■ **TEXT SEGMENT**
____________
Serum concentrations of Ang2 in 58 SLE patients were significantly higher than those in 95 healthy controls (P < 0.001, Fig. 1A). Correlation analysis showed no correlation between serum levels of Ang2 and SLEDAI score (rs = − 0.092, P = 0.490, Fig. 1D). Significant differences for serum Ang2 were found between SLE patients with active disease activity (n = 34) and those with less active disease activity (n = 24) (P = 0.449, data not shown). Subgroup analysis showed that serum Ang2 concentrations in SLE patients with rash and fever were strongly different from those without these clinical symptoms (P = 0.013; P = 0.027, Fig. 1B–C). There was no significant difference in serum levels of Ang2 between patients with ds-DNA (+), proteinuria and those without these clinical manifestations (P = 0.055; P = 0.323, data not shown).

Figure 1
figure 1

Comparison of Ang2 concentrations between SLE patients and healthy controls in the training cohort. (A) Serum Ang2 levels in 58 SLE patients and 95 healthy individuals were detected by enzyme-linked immunosorbent assay. Each symbol represents an independent SLE patient and healthy control. (BC) Ang2 expression in SLE patients distributed in accordance with rash and fever. (D) Correlation between SLEDAI and Ang2 levels. (E) Receiver-operating characteristic (ROC) curve analysis of serum Ang2 for the diagnosis of SLE. The ROC for Ang2 supplied area under the ROC curve (AUC) with its associated 95% confidence intervals, sensitivity, specificity and cutoff value. Mann–Whitney U test and associated P values are indicated. The correlation was evaluated with Spearman's nonparametric test. SLE, systemic lupus erythematosus; HC, healthy control; SLEDAI, systemic lupus erythematosus disease activity index; AUC, area under the ROC curve. The ROC curves plot (1-Specificity) % on the x-axis versus the sensitivity (%) on the y-axis.
____________
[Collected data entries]
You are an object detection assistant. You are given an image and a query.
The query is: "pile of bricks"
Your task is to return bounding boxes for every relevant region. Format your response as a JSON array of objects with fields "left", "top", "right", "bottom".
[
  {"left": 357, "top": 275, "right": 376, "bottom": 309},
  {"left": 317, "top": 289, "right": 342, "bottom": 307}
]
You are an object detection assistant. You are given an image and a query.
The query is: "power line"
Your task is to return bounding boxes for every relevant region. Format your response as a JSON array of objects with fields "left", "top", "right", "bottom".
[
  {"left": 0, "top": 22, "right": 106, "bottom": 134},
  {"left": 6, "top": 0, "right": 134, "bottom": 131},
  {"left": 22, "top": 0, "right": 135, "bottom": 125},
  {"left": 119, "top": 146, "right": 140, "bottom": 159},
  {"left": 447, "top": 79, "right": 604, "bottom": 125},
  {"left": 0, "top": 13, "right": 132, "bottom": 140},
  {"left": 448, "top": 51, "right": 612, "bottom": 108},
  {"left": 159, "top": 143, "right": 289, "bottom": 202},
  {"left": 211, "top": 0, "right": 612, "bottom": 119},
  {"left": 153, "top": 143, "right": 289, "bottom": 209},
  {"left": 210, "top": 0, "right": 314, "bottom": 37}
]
____________
■ **PROBLEMS TO SOLVE**
- A) In the Ang2 passage, which test was used to evaluate the correlation between SLEDAI and Ang2 levels?
- B) Retype the Ang2 passage word for word, everything from "Serum concentrations of" down to "P = 0.323, data not shown).".
None of the collected data entries is needed for this work.

■ **ANSWERS TO THE TASKS**
- A) Spearman's nonparametric test.

- B)
Serum concentrations of Ang2 in 58 SLE patients were significantly higher than those in 95 healthy controls (P < 0.001, Fig. 1A). Correlation analysis showed no correlation between serum levels of Ang2 and SLEDAI score (rs = − 0.092, P = 0.490, Fig. 1D). Significant differences for serum Ang2 were found between SLE patients with active disease activity (n = 34) and those with less active disease activity (n = 24) (P = 0.449, data not shown). Subgroup analysis showed that serum Ang2 concentrations in SLE patients with rash and fever were strongly different from those without these clinical symptoms (P = 0.013; P = 0.027, Fig. 1B–C). There was no significant difference in serum levels of Ang2 between patients with ds-DNA (+), proteinuria and those without these clinical manifestations (P = 0.055; P = 0.323, data not shown).